Exercise instructions
Copy out all of the data below with no alterations.

Data in this exercise
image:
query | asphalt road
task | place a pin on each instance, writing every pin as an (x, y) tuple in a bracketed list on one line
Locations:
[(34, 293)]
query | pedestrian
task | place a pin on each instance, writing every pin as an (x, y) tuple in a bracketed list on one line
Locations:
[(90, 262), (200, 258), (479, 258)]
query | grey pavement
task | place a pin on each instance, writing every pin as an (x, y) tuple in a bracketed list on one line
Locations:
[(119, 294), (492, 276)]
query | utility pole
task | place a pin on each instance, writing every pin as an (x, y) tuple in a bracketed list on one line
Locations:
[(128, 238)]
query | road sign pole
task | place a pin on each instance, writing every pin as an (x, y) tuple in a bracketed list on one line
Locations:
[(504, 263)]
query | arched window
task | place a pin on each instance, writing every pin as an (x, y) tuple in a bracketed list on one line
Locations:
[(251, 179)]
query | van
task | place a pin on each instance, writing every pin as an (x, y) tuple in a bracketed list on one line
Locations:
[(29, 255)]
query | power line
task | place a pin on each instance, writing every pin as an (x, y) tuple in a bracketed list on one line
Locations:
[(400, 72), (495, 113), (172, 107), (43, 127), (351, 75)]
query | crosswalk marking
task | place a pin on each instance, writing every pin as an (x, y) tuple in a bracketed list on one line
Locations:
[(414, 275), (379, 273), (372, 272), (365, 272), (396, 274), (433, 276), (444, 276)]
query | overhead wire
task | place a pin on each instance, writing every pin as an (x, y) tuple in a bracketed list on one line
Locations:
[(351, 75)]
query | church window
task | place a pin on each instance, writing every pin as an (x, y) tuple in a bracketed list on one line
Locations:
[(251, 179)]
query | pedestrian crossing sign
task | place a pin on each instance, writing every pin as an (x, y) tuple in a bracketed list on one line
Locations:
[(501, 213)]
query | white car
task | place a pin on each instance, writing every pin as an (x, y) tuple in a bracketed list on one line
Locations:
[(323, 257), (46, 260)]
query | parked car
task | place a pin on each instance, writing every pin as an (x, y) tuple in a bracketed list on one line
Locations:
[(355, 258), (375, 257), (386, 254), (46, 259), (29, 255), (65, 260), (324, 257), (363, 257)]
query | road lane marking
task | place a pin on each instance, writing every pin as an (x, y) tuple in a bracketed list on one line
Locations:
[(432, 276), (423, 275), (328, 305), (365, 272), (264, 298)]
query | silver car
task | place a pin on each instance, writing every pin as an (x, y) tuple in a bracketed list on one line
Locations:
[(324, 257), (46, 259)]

Worked answer
image:
query | asphalt road
task | place a pin on each instance, writing every pin as an (x, y) tuple in a bracketed list on one line
Locations:
[(34, 293)]
query | pedestrian
task | place a pin on each instance, writing every pin as an (x, y) tuple in a bracketed list on one line
Locations:
[(90, 262), (200, 258), (479, 258)]
query | grey pavement
task | place a pin on each instance, writing every pin as an (x, y) tuple in a bracketed list on one line
Locations:
[(119, 294), (492, 276)]
query | utility pole
task | place a pin on each instance, writing every pin as an (x, y) tuple in a bracketed list on one line
Locations:
[(128, 238)]
query | road sign pole
task | place a pin on each instance, writing every pin as an (x, y) tuple in a bracketed list on one line
Locations:
[(504, 263)]
query | arched window
task | place a pin on each instance, writing every pin as an (x, y) tuple in a bracketed list on one line
Locations:
[(251, 179)]
query | van
task | place a pin on each instance, writing every pin as an (x, y) tuple in a bracketed list on one line
Locations:
[(29, 255)]
query | power line
task | place a pin on each instance, writing every pin as an (x, y) tuple in a bracketed list on one line
Locations:
[(400, 72), (495, 113), (172, 107), (43, 127), (351, 75)]
query | crosswalk marking
task | place a pin on each instance, writing every pin as an (x, y) tuple in a bracketed list on one line
Locations:
[(414, 275), (379, 273), (372, 272), (365, 272), (396, 274), (433, 276), (444, 276)]
query | overhead wire
task | place a pin on each instance, writing every pin as an (x, y) tuple in a bracketed list on one line
Locations:
[(351, 75)]
query | church window
task | place a pin on each instance, writing every pin as an (x, y) tuple in a bracketed list on one line
Locations:
[(251, 179)]
query | pedestrian crossing sign
task | place a pin on each instance, writing every pin as an (x, y) tuple in a bracketed list on one line
Locations:
[(501, 213)]
query | white car
task | place a pin on each instance, writing every pin as an (x, y) tuple in a bracketed list on one line
Locations:
[(323, 257), (46, 260)]
query | parked car
task | place a pin on each instance, writing every pin as an (x, y) tuple in a bracketed list on one line
Locations:
[(355, 258), (375, 257), (386, 254), (46, 259), (29, 255), (65, 260), (324, 257), (363, 257)]
query | road lane marking
task | place a pin on each instance, writing every pin as an (x, y) tuple in a bracketed list on one line
Locations:
[(432, 276), (423, 275), (328, 305), (365, 272), (264, 298)]
query | silver car
task | place a pin on each instance, writing every pin as an (x, y) tuple in a bracketed list on one line
Locations:
[(324, 257), (46, 259)]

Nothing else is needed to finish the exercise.